Find every line in the items below that contains the string "door" and copy each of those lines in full. Treat uppercase and lowercase letters as different.

**Data provided**
_ _ _
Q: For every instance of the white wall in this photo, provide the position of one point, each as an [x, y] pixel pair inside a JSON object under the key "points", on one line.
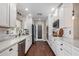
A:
{"points": [[43, 23]]}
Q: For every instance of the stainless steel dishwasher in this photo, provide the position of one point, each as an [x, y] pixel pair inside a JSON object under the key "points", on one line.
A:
{"points": [[21, 48]]}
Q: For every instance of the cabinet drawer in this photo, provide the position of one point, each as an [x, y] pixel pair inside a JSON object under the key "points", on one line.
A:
{"points": [[12, 51]]}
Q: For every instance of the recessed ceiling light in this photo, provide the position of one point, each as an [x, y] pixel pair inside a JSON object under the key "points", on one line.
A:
{"points": [[52, 9], [26, 9], [30, 14]]}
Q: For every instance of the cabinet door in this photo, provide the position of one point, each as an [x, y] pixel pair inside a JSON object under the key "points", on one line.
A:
{"points": [[4, 14], [12, 51], [12, 15], [26, 45], [68, 7], [61, 17]]}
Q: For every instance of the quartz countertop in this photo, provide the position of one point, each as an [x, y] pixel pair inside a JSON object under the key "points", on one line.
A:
{"points": [[6, 44]]}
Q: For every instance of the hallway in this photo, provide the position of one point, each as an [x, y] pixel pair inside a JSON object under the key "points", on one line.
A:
{"points": [[40, 48]]}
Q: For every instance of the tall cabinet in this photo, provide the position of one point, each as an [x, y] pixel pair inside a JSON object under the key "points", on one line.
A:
{"points": [[7, 14], [68, 44]]}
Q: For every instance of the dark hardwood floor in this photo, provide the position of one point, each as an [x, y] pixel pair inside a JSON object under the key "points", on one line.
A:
{"points": [[40, 48]]}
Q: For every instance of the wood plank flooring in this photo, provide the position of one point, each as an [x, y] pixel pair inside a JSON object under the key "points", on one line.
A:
{"points": [[40, 48]]}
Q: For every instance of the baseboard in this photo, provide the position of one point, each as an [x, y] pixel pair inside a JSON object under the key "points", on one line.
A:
{"points": [[51, 49], [28, 50]]}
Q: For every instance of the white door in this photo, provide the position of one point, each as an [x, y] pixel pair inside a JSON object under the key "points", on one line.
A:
{"points": [[40, 32]]}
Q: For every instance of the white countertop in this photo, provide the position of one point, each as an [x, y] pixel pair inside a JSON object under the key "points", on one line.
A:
{"points": [[76, 43], [6, 44]]}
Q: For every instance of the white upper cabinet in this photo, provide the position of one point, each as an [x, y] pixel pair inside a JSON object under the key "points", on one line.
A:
{"points": [[12, 15], [67, 14], [4, 14], [7, 14]]}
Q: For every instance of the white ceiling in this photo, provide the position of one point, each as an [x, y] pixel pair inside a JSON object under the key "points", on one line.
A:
{"points": [[34, 8]]}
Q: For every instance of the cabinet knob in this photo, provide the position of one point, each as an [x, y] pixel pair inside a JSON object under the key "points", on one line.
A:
{"points": [[61, 49], [10, 49], [61, 44]]}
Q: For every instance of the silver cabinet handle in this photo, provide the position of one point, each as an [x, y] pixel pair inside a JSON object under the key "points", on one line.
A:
{"points": [[10, 49], [61, 44], [61, 49]]}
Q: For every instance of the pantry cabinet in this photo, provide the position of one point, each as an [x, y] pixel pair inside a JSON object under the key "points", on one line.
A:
{"points": [[7, 14], [4, 14], [28, 43], [12, 15]]}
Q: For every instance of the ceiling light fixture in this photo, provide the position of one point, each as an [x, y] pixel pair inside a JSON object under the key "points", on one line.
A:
{"points": [[26, 9], [30, 14], [73, 16], [52, 9]]}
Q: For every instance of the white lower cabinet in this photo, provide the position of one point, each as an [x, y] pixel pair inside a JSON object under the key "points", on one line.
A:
{"points": [[60, 47], [12, 51]]}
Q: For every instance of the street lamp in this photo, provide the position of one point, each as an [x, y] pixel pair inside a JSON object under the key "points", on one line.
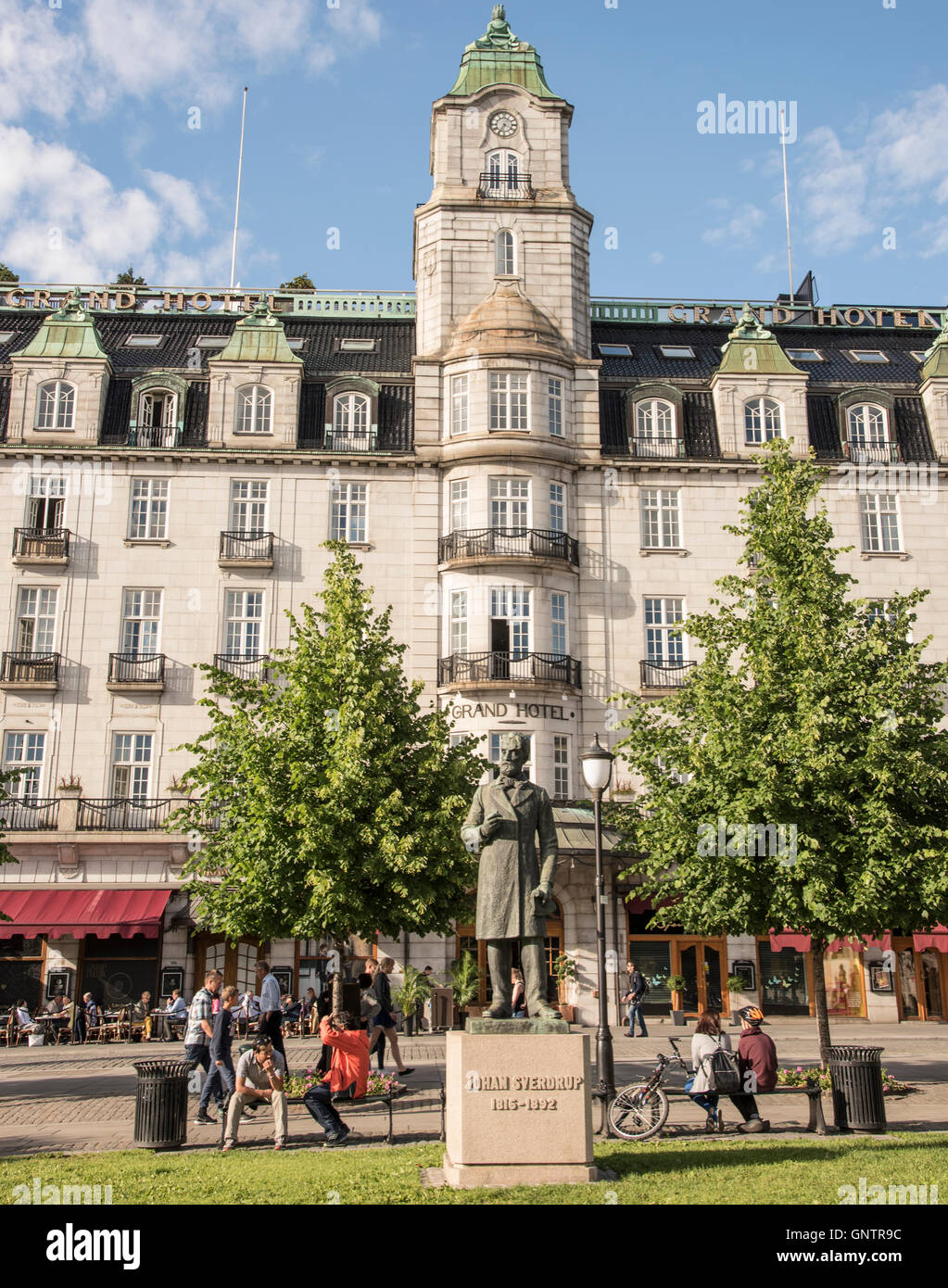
_ _ _
**Result for this exercise**
Q: For every instance of the cabinet door in this photo, provide the position of one point, each as an [x, y] pixel pair inside a JSON object under the key "points", on one line.
Q: For every instance of the white door in this photo, provide the position of one point, each as an [x, y] pixel pair inside a JSON object under the key "points", on one line.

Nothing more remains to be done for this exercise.